____ Estratto del testo

Davide Monteleone, la rivoluzione dell’energia che nasce dal basso
Quando il magazine Perimetro gli affidò un progetto fotografico sulla nascita delle Comunità Energetiche Rinnovabili in Italia, il fotografo Davide Monteleone decise di recarsi in Sardegna, perché lì aveva trascorso gran parte dei suoi anni da studente. Lo muoveva una suggestione: l’idea di ritrarre per immagini una comunità che rinasce oggi, con obiettivi diversi, negli stessi luoghi dove avevano visto la luce antiche comunità. Forte di illustri collaborazioni, come il National Geographic e di precedenti esperienze nel documentare la transizione energetica, nel novembre 2022 Davide si reca a Villanovaforru e a Ussaramanna, due piccoli comuni del Medio Campidano, luoghi dell’antica civiltà nuragica, dove erano state realizzate due tra le prime Cer italiane grazie al coordinamento della cooperativa “ènostra”. Le amministrazioni comunali avevano scommesso su questo modello di autoconsumo collettivo per combattere la povertà energetica e lo spopolamento.
© Davide Monteleone
Del parallelismo tra le comunità del passato e quelle del presente Davide ha fatto la sua chiave di lettura, interpretando gli impianti fotovoltaici, i luoghi e le persone come diversi elementi di un territorio che si rende protagonista di una rivoluzione dal basso: «C’è un legame tra quello che sta succedendo con le comunità energetiche e la storia di questi paesi, dove il senso di comunità, presente sin dall’antichità, non è mai cessato. I villaggi nuragici si organizzavano per rispondere alle esigenze del momento e oggi, questa, è l’autonomia energetica». Gli esempi di Villanovaforru e Ussaramanna non sono isolati. Nonostante la normativa non abbia concluso il suo iter e gli incentivi – mentre scriviamo – ancora non esistano, i progetti nascono ovunque, dal Trentino (la prima Comunità Energetica della provincia, realizzata per i 51 abitanti del borgo montano di Riccomassimo, è del 2021) fino alla Sicilia (dove ben 300 comuni riceveranno i fondi di un bando regionale). A una Cer possono partecipare persone fisiche, imprese, amministrazioni locali, enti religiosi, enti di ricerca, terzo settore: bisogna dar vita a un soggetto giuridico senza scopo di lucro, come un’associazione o una cooperativa, e avere a disposizione un’area dove realizzare l’impianto per la produzione di elettricità (può trattarsi di fotovoltaico o di altre rinnovabili).

________
____ Dati forniti

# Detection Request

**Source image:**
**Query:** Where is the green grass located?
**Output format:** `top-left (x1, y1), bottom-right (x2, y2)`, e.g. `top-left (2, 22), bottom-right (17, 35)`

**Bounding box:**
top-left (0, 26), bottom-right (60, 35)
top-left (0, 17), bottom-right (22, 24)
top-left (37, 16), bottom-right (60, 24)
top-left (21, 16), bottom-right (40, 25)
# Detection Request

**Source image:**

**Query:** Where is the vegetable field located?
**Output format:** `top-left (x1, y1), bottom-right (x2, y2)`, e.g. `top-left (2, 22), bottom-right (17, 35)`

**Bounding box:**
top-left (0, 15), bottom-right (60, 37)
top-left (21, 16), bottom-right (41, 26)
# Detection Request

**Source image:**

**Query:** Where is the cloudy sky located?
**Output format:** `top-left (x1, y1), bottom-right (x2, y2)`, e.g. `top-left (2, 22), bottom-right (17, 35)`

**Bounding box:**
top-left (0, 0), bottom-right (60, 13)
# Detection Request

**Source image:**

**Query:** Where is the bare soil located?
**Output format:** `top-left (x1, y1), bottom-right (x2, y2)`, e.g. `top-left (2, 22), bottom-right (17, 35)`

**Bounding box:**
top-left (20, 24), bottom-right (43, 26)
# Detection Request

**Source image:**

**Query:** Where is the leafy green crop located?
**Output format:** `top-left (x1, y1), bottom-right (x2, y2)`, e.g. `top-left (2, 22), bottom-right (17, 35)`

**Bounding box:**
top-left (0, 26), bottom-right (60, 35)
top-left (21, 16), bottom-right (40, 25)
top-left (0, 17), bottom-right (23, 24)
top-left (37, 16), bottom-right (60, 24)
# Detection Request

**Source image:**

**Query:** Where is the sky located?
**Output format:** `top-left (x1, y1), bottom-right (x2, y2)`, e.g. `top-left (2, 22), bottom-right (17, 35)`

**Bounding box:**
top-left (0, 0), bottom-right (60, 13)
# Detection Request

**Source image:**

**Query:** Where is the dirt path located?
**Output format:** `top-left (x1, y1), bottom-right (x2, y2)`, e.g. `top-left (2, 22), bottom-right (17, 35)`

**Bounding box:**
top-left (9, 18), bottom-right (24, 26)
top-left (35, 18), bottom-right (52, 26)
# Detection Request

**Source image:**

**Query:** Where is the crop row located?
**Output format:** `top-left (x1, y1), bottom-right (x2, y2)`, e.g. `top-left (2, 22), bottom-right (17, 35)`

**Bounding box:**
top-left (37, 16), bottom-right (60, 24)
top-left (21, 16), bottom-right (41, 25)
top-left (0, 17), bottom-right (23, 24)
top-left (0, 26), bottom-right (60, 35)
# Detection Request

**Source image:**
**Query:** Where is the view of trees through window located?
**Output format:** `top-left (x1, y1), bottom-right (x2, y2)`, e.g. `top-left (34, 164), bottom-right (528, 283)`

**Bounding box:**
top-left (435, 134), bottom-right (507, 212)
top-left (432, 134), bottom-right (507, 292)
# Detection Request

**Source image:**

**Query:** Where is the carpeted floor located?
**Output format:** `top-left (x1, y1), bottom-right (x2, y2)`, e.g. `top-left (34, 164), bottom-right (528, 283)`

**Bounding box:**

________

## [Problema proposto]
Nel brano sulle comunità energetiche, quale cooperativa ha coordinato la realizzazione delle Cer di Villanovaforru e Ussaramanna?

## [Risposta all'esercizio]
La cooperativa "ènostra".